- Текст страницы:
--

Корсаковский тюремный околоток, это - тот же лазарет по назначению, та же тюрьма по характеру.
Околоток - это место, куда кладут не особенно тяжких больных, нуждающихся в отдыхе.
Здесь же живут и "богодулы", богадельщики, старики и молодые, неспособные, вследствие болезни или увечья, к работе.
В околотке только одно удобство - у всякого своя постель. Воздух такой же спертый и душный, как в тюрьме.
Околотком заведует врач Сурминский, "старый сахалинский служака", про которого мне с восторгом говорил смотритель.
- Вот это доктор, так доктор! Не нынешним, не молодым, чета! У него слабых арестантов не бывает почти, все полносильные, все годятся в работу. Пришел к нему арестант, жалуется, - "врешь!" Не то, что нынешние!
О том, что это за доктор, вы можете составить себе понятие по следующему.
Наш матрос с парохода "Ярославль" обварил себе в бане кипятком голову.
Ожог был страшный: лицо, голова вся напоминала какую-то сплошную, бесформенную массу.
Послали больного к доктору Сурминскому.
- Пусть везут на пароход! У них на пароходе свой врач есть!
И пришлось везти несчастного на пристань, ждать добрый час, пока вернется катер, везти больного в сильное волнение на зыбком, качающемся катере, версты за полторы от берега, на пароход.
После этого станут понятными все рассказы, которые ходят в каторге про доктора Сурминского.
В разговоре с ним меня очень удивило его нежное, почти любовное отношение к телесным наказаниям.

--

- Данные:
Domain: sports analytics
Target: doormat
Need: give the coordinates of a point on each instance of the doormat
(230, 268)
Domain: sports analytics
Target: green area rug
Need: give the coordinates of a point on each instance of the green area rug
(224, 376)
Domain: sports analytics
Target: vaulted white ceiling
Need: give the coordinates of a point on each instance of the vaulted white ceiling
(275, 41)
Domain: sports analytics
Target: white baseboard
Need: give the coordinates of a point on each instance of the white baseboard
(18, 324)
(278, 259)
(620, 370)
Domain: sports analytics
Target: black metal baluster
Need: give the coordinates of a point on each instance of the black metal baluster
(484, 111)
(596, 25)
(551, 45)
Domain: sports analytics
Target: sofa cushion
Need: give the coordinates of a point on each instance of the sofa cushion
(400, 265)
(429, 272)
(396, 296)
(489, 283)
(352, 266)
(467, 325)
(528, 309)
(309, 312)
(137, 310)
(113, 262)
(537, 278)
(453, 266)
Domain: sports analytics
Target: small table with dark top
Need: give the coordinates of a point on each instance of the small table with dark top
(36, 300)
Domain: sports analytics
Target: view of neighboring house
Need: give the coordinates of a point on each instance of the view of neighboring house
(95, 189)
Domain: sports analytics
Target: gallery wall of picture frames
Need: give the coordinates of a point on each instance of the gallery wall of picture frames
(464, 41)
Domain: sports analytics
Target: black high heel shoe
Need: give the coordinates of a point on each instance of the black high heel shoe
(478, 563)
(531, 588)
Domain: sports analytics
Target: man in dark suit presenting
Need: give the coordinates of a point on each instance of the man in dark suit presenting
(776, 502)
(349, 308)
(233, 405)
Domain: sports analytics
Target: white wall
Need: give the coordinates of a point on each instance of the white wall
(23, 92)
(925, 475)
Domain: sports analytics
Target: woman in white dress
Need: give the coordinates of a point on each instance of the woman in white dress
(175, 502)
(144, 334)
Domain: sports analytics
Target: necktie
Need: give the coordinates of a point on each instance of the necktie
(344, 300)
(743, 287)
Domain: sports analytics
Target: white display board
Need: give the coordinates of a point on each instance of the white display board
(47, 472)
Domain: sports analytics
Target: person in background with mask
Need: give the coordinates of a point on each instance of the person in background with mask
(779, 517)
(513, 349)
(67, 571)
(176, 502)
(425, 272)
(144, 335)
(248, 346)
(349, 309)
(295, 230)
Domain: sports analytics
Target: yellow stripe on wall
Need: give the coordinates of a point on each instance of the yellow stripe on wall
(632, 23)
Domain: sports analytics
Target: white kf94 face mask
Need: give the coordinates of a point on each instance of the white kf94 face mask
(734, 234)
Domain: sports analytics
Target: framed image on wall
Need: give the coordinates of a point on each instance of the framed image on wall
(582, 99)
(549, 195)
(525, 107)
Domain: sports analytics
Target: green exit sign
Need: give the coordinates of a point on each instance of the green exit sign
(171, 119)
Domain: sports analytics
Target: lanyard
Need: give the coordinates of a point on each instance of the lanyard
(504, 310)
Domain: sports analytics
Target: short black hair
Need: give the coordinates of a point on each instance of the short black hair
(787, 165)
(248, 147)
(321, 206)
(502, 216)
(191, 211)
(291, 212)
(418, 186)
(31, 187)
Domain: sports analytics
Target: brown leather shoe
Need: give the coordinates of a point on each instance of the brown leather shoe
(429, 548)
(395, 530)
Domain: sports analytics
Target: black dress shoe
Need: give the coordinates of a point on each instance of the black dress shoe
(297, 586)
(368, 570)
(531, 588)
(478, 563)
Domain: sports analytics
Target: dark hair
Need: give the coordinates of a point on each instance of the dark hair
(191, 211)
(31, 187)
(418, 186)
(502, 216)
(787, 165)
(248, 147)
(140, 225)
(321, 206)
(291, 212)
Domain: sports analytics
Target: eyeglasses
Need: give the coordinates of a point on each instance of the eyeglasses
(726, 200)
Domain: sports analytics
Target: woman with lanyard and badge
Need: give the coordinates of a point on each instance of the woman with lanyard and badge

--

- Задание: Какое единственное удобство есть в околотке, если верить тексту страницы?

- Решение: У всякого своя постель.